The Sunshine Boys (1975)

By Richard Winters

My Rating: 4 out of 10

4-Word Review: Comedians try to reunite.

Wily Clark (Walter Matthau) is an aging comedian from the vaudeville era who’s now in his 80’s and finding it hard to find work. His nephew Ben (Richard Benjamin) acts as his agent but signing Wily to acting gigs proves challenging due to Wily’s disagreeable manner. Al Lewis (George Burns) worked with Wily when the two where in their prime and known as The Sunshine Boys. ABC wants to reunite the two for a TV special, but Wily resists insisting that he can’t work with Al again due to petty grievances. Ben though gets the two together in Wily’s apartment for a rehearsal of their old skits, but fighting immediately breaks out. They then pair up again for the TV special under the condition that neither has to talk to the other outside of the skit, but when Wily falls over with a heart attack things take a serious turn. Will Al be able to reconcile with Wily before it’s too late?

————

PROBLEMS:
**a)** Reproduce the passage of the film review above, starting with "Wily Clark (Walter" and going on through "it’s too late?".
**b)** List every line in the records below that contains the string "fence".

————

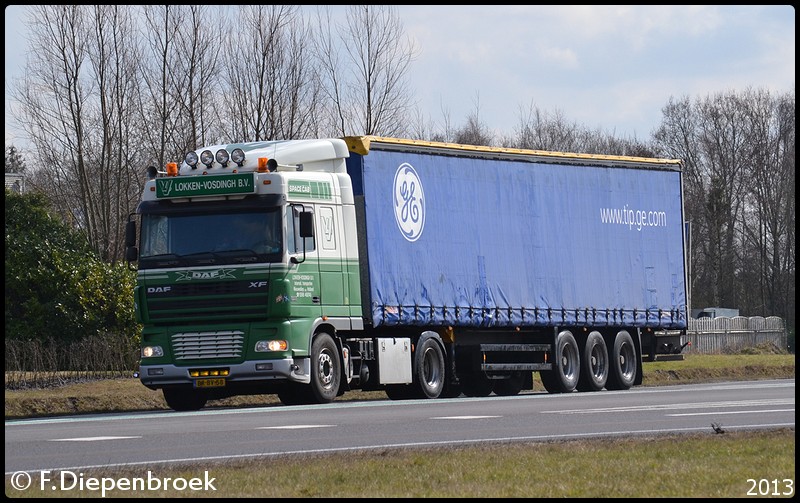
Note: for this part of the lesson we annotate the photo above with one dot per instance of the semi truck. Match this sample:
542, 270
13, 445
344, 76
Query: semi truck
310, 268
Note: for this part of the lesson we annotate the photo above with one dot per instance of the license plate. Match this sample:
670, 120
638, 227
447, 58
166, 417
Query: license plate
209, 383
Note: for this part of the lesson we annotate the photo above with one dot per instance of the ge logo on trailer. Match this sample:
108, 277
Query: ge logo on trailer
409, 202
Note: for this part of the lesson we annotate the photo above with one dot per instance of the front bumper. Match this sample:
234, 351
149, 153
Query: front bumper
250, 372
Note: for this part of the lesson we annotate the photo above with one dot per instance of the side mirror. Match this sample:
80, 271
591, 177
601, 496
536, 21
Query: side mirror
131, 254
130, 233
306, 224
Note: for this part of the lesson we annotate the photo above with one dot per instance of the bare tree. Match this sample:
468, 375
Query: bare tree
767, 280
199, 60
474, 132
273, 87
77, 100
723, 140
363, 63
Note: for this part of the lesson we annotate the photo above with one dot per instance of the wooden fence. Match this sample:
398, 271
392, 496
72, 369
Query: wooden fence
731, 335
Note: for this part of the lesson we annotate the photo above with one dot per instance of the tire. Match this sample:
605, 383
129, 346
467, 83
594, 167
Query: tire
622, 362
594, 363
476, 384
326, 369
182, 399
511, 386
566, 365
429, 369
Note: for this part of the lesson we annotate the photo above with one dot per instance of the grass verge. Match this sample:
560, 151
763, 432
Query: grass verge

————

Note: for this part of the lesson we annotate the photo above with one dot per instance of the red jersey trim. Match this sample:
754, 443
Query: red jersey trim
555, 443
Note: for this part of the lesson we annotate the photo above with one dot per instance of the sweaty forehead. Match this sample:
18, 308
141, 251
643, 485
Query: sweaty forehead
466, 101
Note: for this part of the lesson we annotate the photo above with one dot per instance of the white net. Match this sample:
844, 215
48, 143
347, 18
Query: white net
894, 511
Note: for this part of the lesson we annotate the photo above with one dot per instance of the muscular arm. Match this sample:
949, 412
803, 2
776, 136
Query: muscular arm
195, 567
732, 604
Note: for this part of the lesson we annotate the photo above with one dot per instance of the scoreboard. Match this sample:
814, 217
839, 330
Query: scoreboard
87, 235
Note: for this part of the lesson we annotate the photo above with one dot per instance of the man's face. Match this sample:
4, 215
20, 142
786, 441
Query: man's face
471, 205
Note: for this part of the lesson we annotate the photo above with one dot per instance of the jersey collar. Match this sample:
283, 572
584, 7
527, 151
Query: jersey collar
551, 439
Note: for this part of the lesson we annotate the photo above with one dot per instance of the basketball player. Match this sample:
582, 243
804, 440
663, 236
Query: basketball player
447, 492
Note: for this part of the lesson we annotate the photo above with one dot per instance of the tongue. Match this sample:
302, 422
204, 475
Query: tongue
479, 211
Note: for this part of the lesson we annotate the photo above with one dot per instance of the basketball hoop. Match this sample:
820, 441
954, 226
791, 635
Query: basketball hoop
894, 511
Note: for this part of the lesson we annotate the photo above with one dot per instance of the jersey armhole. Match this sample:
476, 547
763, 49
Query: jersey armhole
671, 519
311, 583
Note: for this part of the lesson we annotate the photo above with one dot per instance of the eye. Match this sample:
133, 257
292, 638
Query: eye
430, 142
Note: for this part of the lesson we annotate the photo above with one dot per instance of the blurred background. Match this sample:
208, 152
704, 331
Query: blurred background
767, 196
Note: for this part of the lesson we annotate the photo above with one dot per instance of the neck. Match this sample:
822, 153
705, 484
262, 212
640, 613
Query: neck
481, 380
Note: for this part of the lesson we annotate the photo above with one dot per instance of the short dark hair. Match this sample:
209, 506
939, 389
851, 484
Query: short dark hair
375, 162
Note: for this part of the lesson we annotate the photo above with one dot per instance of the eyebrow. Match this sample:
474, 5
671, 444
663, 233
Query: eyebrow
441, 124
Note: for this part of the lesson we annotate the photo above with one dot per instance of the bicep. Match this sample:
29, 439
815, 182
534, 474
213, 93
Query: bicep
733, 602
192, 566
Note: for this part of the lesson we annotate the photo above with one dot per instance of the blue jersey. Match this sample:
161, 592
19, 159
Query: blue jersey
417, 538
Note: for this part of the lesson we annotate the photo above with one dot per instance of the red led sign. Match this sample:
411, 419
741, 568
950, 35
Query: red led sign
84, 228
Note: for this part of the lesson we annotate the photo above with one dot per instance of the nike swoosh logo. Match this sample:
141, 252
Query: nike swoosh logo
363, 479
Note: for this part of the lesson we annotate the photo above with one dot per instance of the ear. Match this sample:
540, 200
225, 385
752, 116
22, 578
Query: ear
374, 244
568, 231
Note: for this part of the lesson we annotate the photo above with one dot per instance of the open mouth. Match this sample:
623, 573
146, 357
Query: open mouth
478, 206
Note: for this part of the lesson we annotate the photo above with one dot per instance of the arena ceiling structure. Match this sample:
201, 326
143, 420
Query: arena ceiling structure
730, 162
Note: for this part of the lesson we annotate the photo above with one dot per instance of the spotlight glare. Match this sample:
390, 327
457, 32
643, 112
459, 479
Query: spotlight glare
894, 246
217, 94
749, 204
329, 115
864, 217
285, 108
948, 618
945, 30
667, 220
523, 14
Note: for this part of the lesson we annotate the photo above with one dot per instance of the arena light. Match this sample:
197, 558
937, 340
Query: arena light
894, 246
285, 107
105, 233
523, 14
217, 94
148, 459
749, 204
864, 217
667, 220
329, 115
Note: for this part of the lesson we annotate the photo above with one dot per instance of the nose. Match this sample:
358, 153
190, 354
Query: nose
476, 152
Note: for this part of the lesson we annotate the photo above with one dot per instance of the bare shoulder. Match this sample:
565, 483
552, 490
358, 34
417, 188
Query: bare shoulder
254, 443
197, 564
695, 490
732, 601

————

OUTPUTS BY TASK:
**a)**
Wily Clark (Walter Matthau) is an aging comedian from the vaudeville era who’s now in his 80’s and finding it hard to find work. His nephew Ben (Richard Benjamin) acts as his agent but signing Wily to acting gigs proves challenging due to Wily’s disagreeable manner. Al Lewis (George Burns) worked with Wily when the two where in their prime and known as The Sunshine Boys. ABC wants to reunite the two for a TV special, but Wily resists insisting that he can’t work with Al again due to petty grievances. Ben though gets the two together in Wily’s apartment for a rehearsal of their old skits, but fighting immediately breaks out. They then pair up again for the TV special under the condition that neither has to talk to the other outside of the skit, but when Wily falls over with a heart attack things take a serious turn. Will Al be able to reconcile with Wily before it’s too late?

**b)**
Note: for this part of the lesson we annotate the photo above with one dot per instance of the wooden fence. Match this sample:
Query: wooden fence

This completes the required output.